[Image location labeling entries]

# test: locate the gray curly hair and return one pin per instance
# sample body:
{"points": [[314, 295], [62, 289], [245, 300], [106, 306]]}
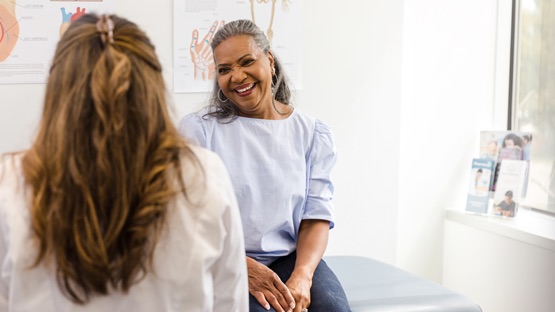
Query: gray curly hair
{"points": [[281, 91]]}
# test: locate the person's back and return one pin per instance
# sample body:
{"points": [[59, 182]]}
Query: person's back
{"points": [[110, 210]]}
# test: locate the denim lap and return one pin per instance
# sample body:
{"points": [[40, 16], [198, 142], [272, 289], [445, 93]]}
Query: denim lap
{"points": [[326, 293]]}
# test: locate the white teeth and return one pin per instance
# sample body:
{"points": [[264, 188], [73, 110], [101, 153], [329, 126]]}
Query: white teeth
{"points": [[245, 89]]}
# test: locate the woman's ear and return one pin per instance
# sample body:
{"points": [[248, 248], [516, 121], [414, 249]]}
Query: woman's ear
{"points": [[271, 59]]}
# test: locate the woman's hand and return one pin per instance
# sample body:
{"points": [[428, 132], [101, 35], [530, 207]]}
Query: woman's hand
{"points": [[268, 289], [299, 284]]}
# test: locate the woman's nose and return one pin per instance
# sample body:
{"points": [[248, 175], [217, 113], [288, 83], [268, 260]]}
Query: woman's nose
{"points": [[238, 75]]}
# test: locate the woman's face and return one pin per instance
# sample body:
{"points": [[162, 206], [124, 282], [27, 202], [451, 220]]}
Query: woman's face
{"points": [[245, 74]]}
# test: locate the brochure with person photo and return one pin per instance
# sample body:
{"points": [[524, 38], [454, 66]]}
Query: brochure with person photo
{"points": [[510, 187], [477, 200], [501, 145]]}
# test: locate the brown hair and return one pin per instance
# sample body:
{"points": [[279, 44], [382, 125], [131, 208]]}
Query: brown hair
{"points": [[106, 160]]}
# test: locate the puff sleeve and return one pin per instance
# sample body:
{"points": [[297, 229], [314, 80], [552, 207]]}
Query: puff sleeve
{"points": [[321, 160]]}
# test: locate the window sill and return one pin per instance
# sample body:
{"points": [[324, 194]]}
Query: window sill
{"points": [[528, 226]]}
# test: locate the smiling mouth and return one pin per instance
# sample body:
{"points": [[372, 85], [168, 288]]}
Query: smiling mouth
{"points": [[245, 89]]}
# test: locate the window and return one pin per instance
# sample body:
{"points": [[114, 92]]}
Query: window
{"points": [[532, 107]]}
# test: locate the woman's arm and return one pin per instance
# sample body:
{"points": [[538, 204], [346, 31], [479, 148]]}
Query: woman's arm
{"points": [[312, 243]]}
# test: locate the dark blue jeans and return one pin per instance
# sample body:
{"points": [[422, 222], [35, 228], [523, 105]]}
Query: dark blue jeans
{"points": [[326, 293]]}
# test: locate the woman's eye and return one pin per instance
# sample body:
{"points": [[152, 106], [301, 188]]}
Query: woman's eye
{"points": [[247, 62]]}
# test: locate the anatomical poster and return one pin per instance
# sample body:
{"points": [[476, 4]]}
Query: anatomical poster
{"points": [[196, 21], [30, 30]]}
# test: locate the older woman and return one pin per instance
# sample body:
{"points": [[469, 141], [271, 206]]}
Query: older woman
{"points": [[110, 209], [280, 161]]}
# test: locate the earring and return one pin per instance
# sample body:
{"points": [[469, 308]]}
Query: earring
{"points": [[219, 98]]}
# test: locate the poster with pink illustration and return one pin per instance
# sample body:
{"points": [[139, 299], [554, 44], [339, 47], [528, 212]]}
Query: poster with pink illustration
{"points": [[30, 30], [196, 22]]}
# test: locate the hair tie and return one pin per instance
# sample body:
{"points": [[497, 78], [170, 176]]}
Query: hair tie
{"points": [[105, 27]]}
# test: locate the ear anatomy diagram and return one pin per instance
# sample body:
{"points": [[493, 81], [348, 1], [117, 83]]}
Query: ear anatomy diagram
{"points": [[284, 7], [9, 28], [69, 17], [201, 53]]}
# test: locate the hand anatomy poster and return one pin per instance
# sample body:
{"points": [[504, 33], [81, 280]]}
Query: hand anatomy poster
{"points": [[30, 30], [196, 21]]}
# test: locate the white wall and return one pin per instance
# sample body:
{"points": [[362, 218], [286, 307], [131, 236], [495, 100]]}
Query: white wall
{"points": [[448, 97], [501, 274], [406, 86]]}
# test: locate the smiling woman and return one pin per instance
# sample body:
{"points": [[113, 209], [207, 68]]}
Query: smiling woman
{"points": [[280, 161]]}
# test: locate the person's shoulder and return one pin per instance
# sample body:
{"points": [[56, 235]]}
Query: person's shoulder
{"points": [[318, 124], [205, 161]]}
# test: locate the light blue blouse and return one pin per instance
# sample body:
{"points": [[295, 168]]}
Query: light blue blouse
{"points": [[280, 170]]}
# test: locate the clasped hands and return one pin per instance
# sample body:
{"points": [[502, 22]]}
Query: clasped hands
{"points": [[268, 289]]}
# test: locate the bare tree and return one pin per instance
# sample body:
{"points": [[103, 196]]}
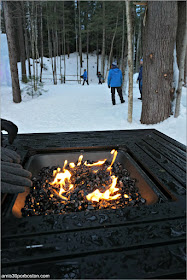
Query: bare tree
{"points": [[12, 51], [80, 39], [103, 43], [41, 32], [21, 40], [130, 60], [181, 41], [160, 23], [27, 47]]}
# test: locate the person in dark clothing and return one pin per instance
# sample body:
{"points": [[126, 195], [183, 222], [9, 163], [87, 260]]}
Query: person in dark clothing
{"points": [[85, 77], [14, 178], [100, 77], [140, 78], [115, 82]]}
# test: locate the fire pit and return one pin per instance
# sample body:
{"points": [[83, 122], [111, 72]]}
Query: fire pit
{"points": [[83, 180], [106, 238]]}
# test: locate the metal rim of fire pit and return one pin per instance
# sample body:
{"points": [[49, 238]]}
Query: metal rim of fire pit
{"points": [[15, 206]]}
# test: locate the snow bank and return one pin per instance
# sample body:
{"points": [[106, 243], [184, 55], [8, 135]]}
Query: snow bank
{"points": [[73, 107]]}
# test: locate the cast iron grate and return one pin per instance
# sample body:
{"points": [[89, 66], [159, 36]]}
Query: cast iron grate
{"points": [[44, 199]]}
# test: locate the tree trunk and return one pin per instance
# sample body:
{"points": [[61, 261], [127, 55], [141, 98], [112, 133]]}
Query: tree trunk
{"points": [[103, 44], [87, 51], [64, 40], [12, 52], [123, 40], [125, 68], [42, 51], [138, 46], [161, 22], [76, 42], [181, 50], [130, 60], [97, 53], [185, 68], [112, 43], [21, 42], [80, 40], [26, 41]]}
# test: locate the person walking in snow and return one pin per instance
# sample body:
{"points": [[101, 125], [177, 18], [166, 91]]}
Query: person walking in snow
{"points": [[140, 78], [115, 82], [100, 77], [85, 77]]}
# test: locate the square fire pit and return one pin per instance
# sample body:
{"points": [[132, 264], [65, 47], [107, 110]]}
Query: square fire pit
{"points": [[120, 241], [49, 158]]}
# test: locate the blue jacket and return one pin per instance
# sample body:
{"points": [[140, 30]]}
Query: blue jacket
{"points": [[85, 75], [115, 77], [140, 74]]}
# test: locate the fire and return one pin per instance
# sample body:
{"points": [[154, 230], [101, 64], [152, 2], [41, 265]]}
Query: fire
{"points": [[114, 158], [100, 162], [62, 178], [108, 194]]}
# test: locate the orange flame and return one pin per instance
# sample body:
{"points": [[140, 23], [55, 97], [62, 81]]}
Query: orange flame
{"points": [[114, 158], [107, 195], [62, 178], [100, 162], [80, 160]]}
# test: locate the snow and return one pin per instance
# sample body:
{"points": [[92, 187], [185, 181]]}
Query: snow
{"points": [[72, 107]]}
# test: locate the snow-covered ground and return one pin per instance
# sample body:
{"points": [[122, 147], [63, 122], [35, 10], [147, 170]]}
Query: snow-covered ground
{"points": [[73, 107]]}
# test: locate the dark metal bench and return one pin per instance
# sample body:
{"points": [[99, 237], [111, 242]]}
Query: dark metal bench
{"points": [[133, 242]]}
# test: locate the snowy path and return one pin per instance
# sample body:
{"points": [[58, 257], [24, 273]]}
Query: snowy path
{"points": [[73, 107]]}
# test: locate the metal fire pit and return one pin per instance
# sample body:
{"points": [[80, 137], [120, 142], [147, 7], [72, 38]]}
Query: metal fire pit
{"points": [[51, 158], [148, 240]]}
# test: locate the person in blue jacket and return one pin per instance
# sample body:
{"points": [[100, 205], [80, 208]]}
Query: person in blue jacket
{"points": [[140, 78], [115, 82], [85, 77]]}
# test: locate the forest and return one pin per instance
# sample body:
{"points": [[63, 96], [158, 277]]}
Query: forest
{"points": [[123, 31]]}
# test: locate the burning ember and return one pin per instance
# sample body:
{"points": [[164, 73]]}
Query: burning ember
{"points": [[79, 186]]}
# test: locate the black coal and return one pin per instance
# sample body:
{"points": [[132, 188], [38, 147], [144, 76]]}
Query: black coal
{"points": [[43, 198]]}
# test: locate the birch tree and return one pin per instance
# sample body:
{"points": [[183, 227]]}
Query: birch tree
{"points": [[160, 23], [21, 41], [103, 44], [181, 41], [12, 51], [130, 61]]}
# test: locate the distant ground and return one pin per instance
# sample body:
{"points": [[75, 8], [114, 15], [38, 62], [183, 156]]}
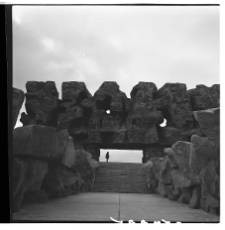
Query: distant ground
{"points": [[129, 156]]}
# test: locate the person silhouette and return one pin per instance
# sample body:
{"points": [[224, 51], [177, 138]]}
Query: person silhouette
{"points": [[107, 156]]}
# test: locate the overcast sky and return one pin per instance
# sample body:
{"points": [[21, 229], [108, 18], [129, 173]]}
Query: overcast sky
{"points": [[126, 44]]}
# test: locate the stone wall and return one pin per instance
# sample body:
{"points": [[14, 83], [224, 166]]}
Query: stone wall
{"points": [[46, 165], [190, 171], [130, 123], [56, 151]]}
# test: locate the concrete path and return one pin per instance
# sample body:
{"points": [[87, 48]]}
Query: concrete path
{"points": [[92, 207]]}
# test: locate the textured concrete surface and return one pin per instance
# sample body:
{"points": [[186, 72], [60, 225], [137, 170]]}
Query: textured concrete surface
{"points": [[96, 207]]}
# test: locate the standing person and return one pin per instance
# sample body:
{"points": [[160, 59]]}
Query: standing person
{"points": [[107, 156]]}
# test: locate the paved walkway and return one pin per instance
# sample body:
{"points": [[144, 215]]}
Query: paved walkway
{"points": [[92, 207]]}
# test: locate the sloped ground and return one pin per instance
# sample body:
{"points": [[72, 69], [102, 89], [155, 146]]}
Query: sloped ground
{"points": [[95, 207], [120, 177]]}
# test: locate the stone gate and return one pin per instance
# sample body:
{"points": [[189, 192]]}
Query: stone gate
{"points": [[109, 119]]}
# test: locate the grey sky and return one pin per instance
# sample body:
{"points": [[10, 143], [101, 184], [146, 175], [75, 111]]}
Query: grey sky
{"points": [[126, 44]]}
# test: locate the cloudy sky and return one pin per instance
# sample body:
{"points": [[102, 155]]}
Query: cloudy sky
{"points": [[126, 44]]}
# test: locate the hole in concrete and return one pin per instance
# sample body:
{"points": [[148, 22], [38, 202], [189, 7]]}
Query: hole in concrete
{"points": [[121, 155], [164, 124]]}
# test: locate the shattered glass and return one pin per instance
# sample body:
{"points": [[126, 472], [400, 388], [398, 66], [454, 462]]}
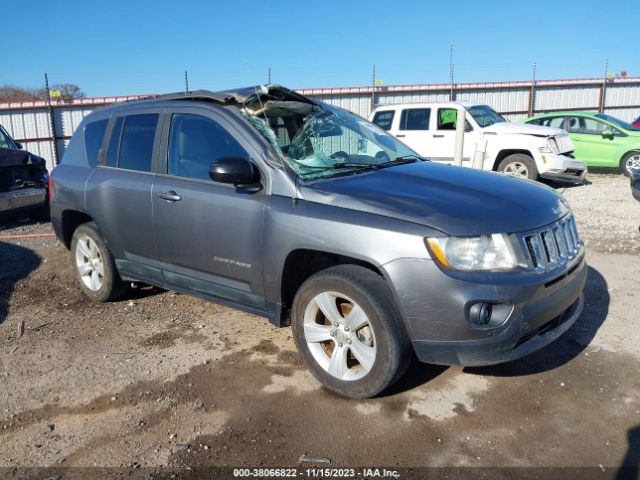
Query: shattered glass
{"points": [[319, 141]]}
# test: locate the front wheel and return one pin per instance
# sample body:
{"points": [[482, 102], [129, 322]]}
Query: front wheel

## EXERCISE OBJECTIVE
Copy the entries verbatim from the line containing "# test: locate the paved" through the end of the entries, including both ends. Leave the pictures out of your answer.

## RESULT FOR THIS EXERCISE
# test: locate the paved walkway and return one pin per instance
# sample body:
{"points": [[144, 215]]}
Query: paved walkway
{"points": [[92, 207]]}
# test: locate the sloped ground and return one pin per instance
# sample body:
{"points": [[72, 69], [102, 89], [155, 146]]}
Query: sloped ground
{"points": [[95, 207], [120, 177]]}
# test: locate the stone gate and return one pin per instance
# sample body:
{"points": [[189, 192]]}
Query: stone gate
{"points": [[109, 119]]}
# test: locate the grey sky and return one pin per instance
# sample body:
{"points": [[10, 143], [101, 184], [146, 175], [75, 111]]}
Query: grey sky
{"points": [[126, 44]]}
# test: locate the cloudy sky and return one pin per instance
# sample body:
{"points": [[102, 155]]}
Query: cloudy sky
{"points": [[126, 44]]}
# test: locate the hole in concrete and return one pin per instance
# sample body:
{"points": [[148, 22], [38, 202], [189, 7]]}
Query: hole in concrete
{"points": [[121, 155], [164, 124]]}
# test: locate the shattered glass and return one pin per instance
# sample body:
{"points": [[126, 472], [400, 388], [398, 66], [454, 462]]}
Query: shattered glass
{"points": [[319, 141]]}
# test: locate the front wheel and return one pin per instance
# sample body:
{"points": [[482, 102], [129, 322]]}
Query: front wheel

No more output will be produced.